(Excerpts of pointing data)
★ ★ ★ ★ ★

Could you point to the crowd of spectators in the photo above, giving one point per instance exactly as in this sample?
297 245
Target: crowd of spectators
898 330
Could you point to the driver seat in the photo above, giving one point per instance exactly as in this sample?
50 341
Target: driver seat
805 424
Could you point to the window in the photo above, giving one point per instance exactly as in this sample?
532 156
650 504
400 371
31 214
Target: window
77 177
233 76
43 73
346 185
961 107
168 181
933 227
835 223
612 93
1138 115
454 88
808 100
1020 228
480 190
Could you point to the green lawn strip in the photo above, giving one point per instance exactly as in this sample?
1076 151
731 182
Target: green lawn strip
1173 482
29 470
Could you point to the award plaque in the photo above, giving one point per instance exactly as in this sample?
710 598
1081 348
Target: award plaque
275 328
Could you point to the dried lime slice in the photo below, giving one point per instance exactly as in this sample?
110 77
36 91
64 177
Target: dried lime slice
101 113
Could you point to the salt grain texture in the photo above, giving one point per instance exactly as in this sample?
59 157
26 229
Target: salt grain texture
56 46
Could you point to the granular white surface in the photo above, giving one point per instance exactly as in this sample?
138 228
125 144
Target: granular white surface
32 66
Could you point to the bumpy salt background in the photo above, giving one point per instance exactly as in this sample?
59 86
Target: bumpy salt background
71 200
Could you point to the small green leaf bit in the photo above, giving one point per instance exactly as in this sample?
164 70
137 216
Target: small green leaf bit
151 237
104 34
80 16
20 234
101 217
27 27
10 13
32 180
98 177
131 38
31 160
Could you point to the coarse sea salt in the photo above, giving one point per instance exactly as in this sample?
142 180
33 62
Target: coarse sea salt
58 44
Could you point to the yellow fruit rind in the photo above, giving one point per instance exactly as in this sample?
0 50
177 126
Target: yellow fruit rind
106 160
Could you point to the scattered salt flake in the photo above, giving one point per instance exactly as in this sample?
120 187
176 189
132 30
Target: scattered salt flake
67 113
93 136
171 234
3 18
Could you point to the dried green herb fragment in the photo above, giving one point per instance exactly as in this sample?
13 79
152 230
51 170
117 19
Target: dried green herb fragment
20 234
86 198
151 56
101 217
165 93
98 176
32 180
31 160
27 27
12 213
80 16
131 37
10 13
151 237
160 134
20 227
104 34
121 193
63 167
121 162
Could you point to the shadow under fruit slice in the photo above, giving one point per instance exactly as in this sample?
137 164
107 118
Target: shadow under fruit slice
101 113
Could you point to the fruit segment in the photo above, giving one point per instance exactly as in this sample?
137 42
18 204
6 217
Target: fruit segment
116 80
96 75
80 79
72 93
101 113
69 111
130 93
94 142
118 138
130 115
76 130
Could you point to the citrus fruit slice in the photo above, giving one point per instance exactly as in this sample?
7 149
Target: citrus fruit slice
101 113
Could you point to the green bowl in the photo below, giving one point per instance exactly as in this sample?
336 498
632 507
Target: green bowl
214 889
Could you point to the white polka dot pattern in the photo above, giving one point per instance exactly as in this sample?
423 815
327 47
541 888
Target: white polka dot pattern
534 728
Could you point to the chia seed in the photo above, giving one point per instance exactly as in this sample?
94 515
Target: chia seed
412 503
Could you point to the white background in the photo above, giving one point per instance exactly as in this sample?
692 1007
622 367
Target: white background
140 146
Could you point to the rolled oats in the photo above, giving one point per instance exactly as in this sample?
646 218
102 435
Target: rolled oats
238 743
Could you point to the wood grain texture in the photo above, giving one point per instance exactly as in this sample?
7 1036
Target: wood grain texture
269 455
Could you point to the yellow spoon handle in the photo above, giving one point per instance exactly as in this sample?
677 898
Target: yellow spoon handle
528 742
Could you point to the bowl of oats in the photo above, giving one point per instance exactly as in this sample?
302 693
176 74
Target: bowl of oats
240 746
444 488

★ ★ ★ ★ ★

Objective: Quote the line that contains "Could you point to the shadow" and each line after it through the end of the data, exactly, leaving out everything else.

Complete response:
Could you point to the shadow under fruit slice in the photo above, giving one point per instance exactly as in this sample?
137 164
107 118
Target: shadow under fruit slice
101 113
Could you point to the fruit segment in the photo above, giving one point per instance exactly as in this sample?
137 42
18 204
6 217
Target: fruit segment
116 80
96 75
80 79
72 93
101 113
69 111
130 93
94 142
118 138
130 115
76 130
Could you point to the citrus fruit slice in the photo above, giving one point per instance exactly as in this sample?
7 149
Target: citrus fruit slice
101 113
Could you point to the green bowl in the photo below, giving one point per instance exactly as in this sample?
336 498
632 507
Target: green bowl
214 889
Could you point to the white polka dot pattern in the photo above, giving one point per instance exactly as in this sample?
423 815
327 47
541 888
Target: white polka dot pattern
534 728
Could you point to the chia seed in the photo above, giving one point per instance exactly as in this sample?
94 515
Target: chia seed
412 503
Could you point to the white background in the photo above, giving one point per instance exactly as in this sample?
692 1007
622 367
Target: white background
140 146
Could you point to the rolled oats in the photo above, giving one point per instance exactly as in this sample?
646 218
102 435
Target: rolled oats
238 743
Could you point to the wood grain texture in the photo above, giving one point per instance exactly as in this sample?
7 1036
Target: wood grain texture
269 455
Could you point to the yellow spoon handle in the photo above, giving one point per instance exactly as in this sample?
677 898
Target: yellow spoon handle
528 742
Could you point to the bowl of oats in the photo above, giving one point per instance exactly as in this sample?
302 693
176 74
Target: bowl of oats
240 746
444 488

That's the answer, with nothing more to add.